AIM:
Copy the records below word for word, reproducing every line unchanged.
---- AVAILABLE DATA
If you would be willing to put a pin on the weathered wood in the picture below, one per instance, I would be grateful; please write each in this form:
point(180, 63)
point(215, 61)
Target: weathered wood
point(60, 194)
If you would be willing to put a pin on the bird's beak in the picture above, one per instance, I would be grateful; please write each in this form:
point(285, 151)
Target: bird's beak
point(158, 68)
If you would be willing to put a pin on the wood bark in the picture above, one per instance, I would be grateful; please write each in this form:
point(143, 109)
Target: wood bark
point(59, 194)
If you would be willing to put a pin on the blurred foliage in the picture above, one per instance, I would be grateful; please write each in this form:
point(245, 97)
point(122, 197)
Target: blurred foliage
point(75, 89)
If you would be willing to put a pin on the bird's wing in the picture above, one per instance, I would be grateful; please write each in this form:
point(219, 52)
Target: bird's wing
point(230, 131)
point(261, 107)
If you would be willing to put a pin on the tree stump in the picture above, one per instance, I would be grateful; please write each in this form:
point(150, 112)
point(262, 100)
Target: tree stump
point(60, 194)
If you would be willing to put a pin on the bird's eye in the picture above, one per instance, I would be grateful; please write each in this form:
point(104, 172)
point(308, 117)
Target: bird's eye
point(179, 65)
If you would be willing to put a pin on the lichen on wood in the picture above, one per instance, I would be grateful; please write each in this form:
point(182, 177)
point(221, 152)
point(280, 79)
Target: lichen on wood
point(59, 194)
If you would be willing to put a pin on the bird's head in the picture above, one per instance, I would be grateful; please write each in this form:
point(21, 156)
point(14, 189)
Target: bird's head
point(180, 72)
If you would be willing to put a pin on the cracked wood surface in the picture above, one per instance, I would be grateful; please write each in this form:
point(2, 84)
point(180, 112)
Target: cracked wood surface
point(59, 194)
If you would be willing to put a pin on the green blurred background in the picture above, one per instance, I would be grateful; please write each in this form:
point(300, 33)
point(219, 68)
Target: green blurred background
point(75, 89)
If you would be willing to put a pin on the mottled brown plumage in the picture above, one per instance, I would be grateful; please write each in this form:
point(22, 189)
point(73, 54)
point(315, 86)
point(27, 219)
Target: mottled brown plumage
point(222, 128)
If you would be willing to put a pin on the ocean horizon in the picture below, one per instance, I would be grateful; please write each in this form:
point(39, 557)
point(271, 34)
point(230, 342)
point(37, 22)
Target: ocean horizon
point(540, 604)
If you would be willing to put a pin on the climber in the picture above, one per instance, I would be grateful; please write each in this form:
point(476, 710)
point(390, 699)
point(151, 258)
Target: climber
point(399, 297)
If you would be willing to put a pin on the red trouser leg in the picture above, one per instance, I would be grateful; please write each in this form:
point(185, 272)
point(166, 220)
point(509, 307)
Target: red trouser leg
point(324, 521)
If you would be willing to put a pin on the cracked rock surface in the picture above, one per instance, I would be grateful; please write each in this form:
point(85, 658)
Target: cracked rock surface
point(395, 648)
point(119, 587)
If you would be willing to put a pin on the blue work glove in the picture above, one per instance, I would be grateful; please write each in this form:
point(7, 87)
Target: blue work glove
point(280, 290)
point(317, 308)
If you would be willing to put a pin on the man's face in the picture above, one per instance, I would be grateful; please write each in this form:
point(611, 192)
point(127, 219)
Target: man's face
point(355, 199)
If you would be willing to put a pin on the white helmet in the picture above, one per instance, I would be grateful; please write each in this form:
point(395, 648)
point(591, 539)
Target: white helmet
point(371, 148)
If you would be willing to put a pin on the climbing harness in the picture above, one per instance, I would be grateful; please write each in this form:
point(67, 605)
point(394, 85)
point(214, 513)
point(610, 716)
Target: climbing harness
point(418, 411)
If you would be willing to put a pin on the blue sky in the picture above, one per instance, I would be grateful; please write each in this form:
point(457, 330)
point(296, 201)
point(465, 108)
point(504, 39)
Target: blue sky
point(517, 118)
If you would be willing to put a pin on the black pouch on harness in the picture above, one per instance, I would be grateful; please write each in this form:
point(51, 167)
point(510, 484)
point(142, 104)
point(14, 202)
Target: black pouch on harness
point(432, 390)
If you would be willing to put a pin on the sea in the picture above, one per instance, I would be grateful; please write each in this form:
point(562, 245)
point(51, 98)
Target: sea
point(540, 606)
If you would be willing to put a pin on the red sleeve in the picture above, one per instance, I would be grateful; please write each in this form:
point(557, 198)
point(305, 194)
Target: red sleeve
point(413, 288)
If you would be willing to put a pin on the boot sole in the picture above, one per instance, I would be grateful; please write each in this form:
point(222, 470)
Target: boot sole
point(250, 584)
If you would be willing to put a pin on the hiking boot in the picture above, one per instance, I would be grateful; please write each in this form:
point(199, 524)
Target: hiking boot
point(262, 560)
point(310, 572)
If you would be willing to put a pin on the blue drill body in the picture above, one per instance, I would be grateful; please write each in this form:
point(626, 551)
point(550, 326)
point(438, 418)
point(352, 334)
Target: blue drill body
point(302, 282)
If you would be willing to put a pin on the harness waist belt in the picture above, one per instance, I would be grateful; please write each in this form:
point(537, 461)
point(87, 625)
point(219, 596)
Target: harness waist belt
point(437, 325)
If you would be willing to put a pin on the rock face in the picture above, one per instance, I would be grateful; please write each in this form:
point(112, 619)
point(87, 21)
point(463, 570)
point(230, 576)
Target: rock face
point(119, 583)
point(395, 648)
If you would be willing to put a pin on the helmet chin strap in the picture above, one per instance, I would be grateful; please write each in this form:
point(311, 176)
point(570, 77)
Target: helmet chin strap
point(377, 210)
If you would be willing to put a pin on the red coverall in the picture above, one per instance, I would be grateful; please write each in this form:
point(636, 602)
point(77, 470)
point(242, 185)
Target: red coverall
--------
EXERCISE SOLUTION:
If you would be willing to put a pin on the weathered wood in the picture below, one per instance, I would be grateful; please write each in this form:
point(180, 63)
point(215, 61)
Target: weathered wood
point(60, 194)
If you would be willing to put a pin on the bird's beak in the picture above, one per instance, I would be grateful; please write each in this form:
point(285, 151)
Target: bird's beak
point(158, 68)
If you would be willing to put a pin on the wood bark in the picture above, one per instance, I would be grateful; please write each in this form:
point(143, 109)
Target: wood bark
point(59, 194)
If you would be willing to put a pin on the blurred foliage in the picture above, one per instance, I would be grateful; please write each in this form:
point(245, 97)
point(122, 197)
Target: blurred foliage
point(75, 89)
If you would be willing to put a pin on the bird's wing in the picture above, one per instance, I would be grateful; please write each in this form:
point(219, 52)
Target: bird's wing
point(230, 131)
point(261, 107)
If you would be willing to put a pin on the tree stump in the picture above, one per instance, I would be grateful; please write each in this form:
point(150, 112)
point(262, 100)
Target: tree stump
point(60, 194)
If you would be willing to put a pin on the bird's eye in the picture above, one per instance, I would be grateful; please write each in this form:
point(104, 172)
point(308, 117)
Target: bird's eye
point(179, 65)
If you would be willing to put a pin on the lichen on wood in the picture above, one per instance, I would be grateful; please write each in this form:
point(182, 177)
point(221, 152)
point(280, 79)
Target: lichen on wood
point(59, 194)
If you would be willing to put a pin on the bird's head in the picture above, one per instance, I would be grateful; please write each in this form:
point(21, 156)
point(14, 189)
Target: bird's head
point(180, 72)
If you would be willing to put a pin on the cracked wood surface in the picture above, one per instance, I would be grateful; please write each in this form:
point(2, 84)
point(180, 112)
Target: cracked wood surface
point(59, 194)
If you would be willing to put a pin on the green blurred background in the picture above, one per instance, I would be grateful; please write each in this form:
point(300, 33)
point(219, 68)
Target: green blurred background
point(75, 89)
If you would be willing to put a pin on the mottled brown plumage in the picture above, one per instance, I would be grateful; please write each in this form:
point(22, 189)
point(73, 54)
point(315, 86)
point(27, 219)
Target: mottled brown plumage
point(222, 128)
If you would be willing to put a pin on the ocean horizon in the picture below, one per instance, I would be grateful; please write each in this form:
point(39, 557)
point(271, 34)
point(230, 342)
point(37, 22)
Target: ocean horizon
point(540, 604)
If you would be willing to put a pin on the climber in the picture above, one per instance, I would be grateful; please write each in this form:
point(476, 710)
point(390, 699)
point(151, 258)
Target: climber
point(399, 297)
If you would be willing to put a pin on the red trouser leg in the picture above, one per instance, I would be grateful; please write each in this form:
point(185, 272)
point(166, 220)
point(509, 307)
Target: red trouser leg
point(324, 521)
If you would be willing to put a pin on the cracked rock surface in the picture above, one per instance, I would be grateful; please write each in this form:
point(85, 658)
Target: cracked rock surface
point(395, 648)
point(119, 587)
If you would be willing to put a pin on the blue work glove in the picture above, one per instance, I would be grateful; please write each in this form:
point(7, 87)
Target: blue work glove
point(280, 290)
point(317, 308)
If you would be willing to put a pin on the man's face in the picture above, one per instance, I would be grateful; please write each in this form:
point(611, 192)
point(127, 219)
Target: man's face
point(355, 199)
If you would be willing to put a pin on the white helmet in the picture above, one per instance, I would be grateful; please write each in this form:
point(395, 648)
point(591, 539)
Target: white helmet
point(371, 148)
If you would be willing to put a pin on the climbing harness in the picture above, one per instance, I would be grateful; please write each in this form:
point(67, 605)
point(394, 85)
point(214, 513)
point(610, 716)
Target: climbing harness
point(418, 411)
If you would be willing to put a pin on the blue sky in the picture above, one per instance, I would be grateful; please write each in this form:
point(457, 330)
point(296, 201)
point(465, 108)
point(504, 39)
Target: blue sky
point(517, 118)
If you would be willing to put a pin on the black pouch on harness in the picture above, one per instance, I would be grateful; please write each in this form:
point(51, 167)
point(510, 484)
point(142, 104)
point(14, 202)
Target: black pouch on harness
point(432, 390)
If you would be willing to put a pin on the sea in the picture above, one per instance, I would be grateful; please write each in this form:
point(562, 245)
point(51, 98)
Target: sea
point(540, 606)
If you would be willing to put a pin on the red sleeve in the picture above, one per instance, I would be grateful; please write each in this form:
point(557, 198)
point(305, 194)
Target: red sleeve
point(413, 288)
If you would be willing to put a pin on the boot sole in the picture above, one per instance, I would be grateful; please write each in this form:
point(222, 470)
Target: boot sole
point(250, 584)
If you would be willing to put a pin on the hiking boot in the picture above, one per instance, I would be grateful; please write each in this form:
point(199, 524)
Target: hiking boot
point(262, 560)
point(310, 572)
If you would be willing to put a pin on the blue drill body in the picture above, one per instance, I would be grateful; please write each in this form:
point(626, 551)
point(550, 326)
point(438, 418)
point(352, 334)
Target: blue drill body
point(302, 282)
If you would be willing to put a pin on the harness waist belt in the picture above, one per instance, I would be grateful; please write each in this form:
point(537, 461)
point(87, 625)
point(219, 596)
Target: harness waist belt
point(437, 325)
If you would be willing to put a pin on the rock face in the picture above, one per instance, I would be grateful; please write each in this form:
point(112, 619)
point(87, 21)
point(463, 570)
point(230, 576)
Target: rock face
point(119, 583)
point(395, 648)
If you would be willing to put a pin on the helmet chin strap in the picture above, one per instance, I would be grateful; please write each in this form:
point(311, 176)
point(570, 77)
Target: helmet chin strap
point(377, 210)
If you would be willing to put a pin on the red coverall in the picture above, one per instance, I would be grateful; please write each in this form:
point(636, 602)
point(77, 470)
point(242, 185)
Target: red coverall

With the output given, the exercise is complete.